→ EXTRAIT DE PAGE

########

L’article L. 411-2 du Code de l’environnement pose des conditions à remplir afin d’obtenir une dérogation au principe d’interdiction de destruction des espèces protégées posé à l’article L. 411-1 du même Code. Selon ces dispositions, une dérogation est possible à condition qu’elle réponde à une raison impérative d’intérêt public majeur, qu’il n’existe pas d’autre solution satisfaisante et que la dérogation ne nuise pas au maintien, dans un état de conservation favorable, des populations des espèces concernées dans leur aire de répartition naturelle.

Par deux jurisprudences récentes, le juge a veillé au respect de ces conditions, ce qui a abouti au rejet de deux projets impactant des espèces protégées.

D’abord, le 10 mars 2022, le Conseil d’Etat s’est prononcé sur la question de l’essentialité du critère de la raison impérative d’intérêt public majeur, dans son arrêt Association Sauvegarde des Avant-Monts et autre, n° 439784. En effet, il avait considéré que dès lors que ce critère n’était pas rempli, l’autorisation d’un projet d’aménagement ou de construction portant ou risquant de porter atteinte à des espèces protégées, ne pouvait être délivrée (voir la brève de la LAJEE de mai 2022 en ce sens[1]).

Puis, par une décision du 30 mai 2022 n° 20MA00986 de la Cour administrative d’appel de Marseille, le juge administratif s’est prononcé en faveur de la confirmation de l’arrêté préfectoral, déjà prononcée en première instance, qui refusait l’autorisation d’implantation d’un parc d’activités économiques sur le territoire de plusieurs communes et a rejeté les prétentions de la communauté d’agglomération.

La communauté d’agglomération de la Provence vert (initialement communauté de communes Sainte-Baume Mont-Aurélien), pétitionnaire avait déposé une demande de dérogation (prévue à l’article L. 411-2 du Code de l’environnement) au principe d’interdiction de destruction des espèces protégées, mais le Préfet du Var avait refusé de lui accorder en raison des destructions et altérations d’habitats d’espèces protégées risquant d’être engendrées.

########

→ DONNÉES FOURNIES
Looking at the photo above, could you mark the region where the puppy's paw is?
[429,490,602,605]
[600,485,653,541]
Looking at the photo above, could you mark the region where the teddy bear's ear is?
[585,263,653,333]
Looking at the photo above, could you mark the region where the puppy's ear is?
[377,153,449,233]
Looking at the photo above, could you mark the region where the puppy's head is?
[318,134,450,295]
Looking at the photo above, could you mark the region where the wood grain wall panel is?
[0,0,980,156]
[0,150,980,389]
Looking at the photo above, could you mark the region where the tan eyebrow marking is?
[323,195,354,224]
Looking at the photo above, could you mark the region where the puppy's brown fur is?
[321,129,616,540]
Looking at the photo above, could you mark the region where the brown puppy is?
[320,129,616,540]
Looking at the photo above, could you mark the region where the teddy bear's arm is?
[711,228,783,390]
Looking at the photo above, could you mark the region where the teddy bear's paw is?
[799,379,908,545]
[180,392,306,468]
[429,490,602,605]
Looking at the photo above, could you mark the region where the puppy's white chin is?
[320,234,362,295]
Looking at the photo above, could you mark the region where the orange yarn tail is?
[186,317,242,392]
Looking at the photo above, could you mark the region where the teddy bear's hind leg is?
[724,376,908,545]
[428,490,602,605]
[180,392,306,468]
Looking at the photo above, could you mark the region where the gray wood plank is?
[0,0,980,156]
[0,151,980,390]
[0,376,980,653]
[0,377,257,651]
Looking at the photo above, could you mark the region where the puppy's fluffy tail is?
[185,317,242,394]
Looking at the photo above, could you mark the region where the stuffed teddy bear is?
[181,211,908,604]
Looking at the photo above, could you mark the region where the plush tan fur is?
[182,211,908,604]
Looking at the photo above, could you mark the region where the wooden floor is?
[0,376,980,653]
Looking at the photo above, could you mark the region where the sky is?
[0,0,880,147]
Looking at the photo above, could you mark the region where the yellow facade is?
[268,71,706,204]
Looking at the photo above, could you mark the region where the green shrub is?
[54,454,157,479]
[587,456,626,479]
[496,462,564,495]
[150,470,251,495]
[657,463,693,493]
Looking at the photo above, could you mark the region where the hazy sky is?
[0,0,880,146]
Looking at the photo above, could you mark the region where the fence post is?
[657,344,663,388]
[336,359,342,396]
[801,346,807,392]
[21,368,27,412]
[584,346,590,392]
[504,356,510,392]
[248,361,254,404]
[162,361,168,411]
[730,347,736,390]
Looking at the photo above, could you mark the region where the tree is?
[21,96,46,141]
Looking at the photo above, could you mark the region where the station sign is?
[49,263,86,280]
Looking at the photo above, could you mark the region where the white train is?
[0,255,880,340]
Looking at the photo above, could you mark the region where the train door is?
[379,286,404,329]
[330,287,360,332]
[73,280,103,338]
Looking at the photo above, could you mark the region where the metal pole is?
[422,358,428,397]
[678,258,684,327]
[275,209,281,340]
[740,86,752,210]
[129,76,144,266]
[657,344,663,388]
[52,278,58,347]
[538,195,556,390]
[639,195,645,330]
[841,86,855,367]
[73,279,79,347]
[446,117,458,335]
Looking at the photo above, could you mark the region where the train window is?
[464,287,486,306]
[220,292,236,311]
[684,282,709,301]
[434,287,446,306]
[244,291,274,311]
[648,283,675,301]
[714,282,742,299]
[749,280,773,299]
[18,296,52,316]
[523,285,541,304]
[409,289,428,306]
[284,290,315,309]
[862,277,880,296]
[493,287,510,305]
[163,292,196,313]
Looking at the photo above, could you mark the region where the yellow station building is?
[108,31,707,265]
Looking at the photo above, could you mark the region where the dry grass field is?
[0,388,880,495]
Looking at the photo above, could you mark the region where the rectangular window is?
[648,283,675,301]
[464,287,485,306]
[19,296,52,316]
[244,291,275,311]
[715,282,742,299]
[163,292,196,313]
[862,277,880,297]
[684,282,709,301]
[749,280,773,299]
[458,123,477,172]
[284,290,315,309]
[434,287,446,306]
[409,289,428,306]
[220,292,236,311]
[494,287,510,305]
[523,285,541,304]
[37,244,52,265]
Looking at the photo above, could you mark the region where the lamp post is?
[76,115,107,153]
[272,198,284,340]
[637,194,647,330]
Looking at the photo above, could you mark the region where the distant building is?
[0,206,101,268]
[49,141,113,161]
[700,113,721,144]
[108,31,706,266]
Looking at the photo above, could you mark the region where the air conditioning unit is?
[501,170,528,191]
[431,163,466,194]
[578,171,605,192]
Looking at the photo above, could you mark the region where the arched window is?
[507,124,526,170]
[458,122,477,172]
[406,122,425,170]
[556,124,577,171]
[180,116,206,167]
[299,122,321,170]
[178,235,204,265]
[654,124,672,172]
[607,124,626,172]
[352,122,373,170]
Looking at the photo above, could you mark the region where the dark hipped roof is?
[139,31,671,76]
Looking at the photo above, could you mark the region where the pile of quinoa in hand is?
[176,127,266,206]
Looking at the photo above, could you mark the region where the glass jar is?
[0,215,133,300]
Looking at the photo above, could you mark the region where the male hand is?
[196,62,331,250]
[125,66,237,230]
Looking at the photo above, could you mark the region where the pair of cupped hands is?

########

→ TÂCHES À RÉALISER
a) Extrayez des enregistrements chaque ligne qui contient la chaîne « teddy », en respectant la casse.
b) Poursuivez l'extrait sur les dérogations à l'interdiction de détruire des espèces protégées, à partir de sa dernière phrase.

→ RÉPONSES RÉDIGÉES
a)
Looking at the photo above, could you mark the region where the teddy bear's ear is?
Looking at the photo above, could you mark the region where the teddy bear's arm is?
Looking at the photo above, could you mark the region where the teddy bear's paw is?
Looking at the photo above, could you mark the region where the teddy bear's hind leg is?
Looking at the photo above, could you mark the region where the stuffed teddy bear is?

b)
En effet, le projet envisagé avait notamment pour effet d’altérer et réduire un corridor écologique majeur situé dans cette région. Le Préfet du Var avait alors considéré que les mesures compensatoires environnementales n’étaient pas suffisantes et que les conditions définies à l’article L. 411-2 du Code de l’environnement n’étaient pas remplies. Si des solutions alternatives de moindre impact environnemental avaient été envisagées, la solution finalement retenue était considérée par le préfet et le conseil national de protection de la nature comme étant la plus favorable du point de vue économique, mais la moins intéressante du point de vue environnemental. Dans ces conditions, le juge confirme l’arrêt rendu en première instance par le Tribunal administratif de Toulon, confirmant le refus d’accorder la dérogation à l’interdiction d’atteinte aux espèces protégées décidé par le Préfet du Var et rejetant les prétentions de la communauté d’agglomération.

Avec cette décision et l’attention particulière portée par le juge au respect des conditions de la dérogation à l’interdiction prévue à l’article L.411-2 du Code de l’environnement, le juge administratif veille au respect des règles visant à la protection de la biodiversité avec une appréciation au cas par cas.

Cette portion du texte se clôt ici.